TASK BRIEF:
Render the items below as a two-column CSV with the headers input and output, one row per item. Put each item's text and its answer in their own quoted fields, with line breaks replaced by spaces.

EXTRACTED MATERIAL:
____

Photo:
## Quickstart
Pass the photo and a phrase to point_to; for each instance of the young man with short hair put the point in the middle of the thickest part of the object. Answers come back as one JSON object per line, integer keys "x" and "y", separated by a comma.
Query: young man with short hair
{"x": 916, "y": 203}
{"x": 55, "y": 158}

____

WRITTEN REPLY:
input,output
"Photo: ## Quickstart Pass the photo and a phrase to point_to; for each instance of the young man with short hair put the point in the middle of the thickest part of the object. Answers come back as one JSON object per line, integer keys ""x"" and ""y"", separated by a comma. Query: young man with short hair","{""x"": 916, ""y"": 203} {""x"": 55, ""y"": 158}"